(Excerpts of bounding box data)
·····

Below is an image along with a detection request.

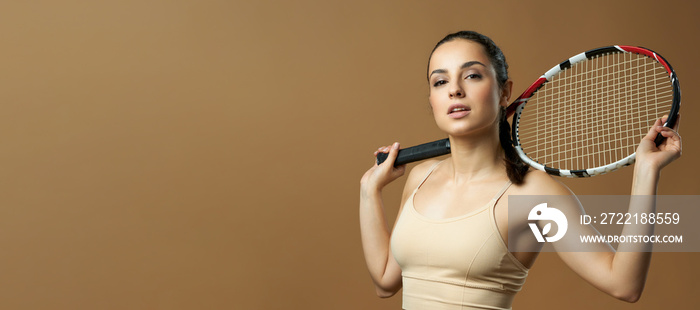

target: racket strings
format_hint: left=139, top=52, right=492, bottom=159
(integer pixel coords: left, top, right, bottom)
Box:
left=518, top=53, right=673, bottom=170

·····

→ **GIVEN REQUEST**
Reproduce every line of the rows above verbatim, leaving out the pictures.

→ **ANSWER**
Below is an image along with a detection request.


target: racket strings
format_hint: left=139, top=52, right=492, bottom=159
(integer pixel coords: left, top, right, bottom)
Box:
left=518, top=53, right=673, bottom=170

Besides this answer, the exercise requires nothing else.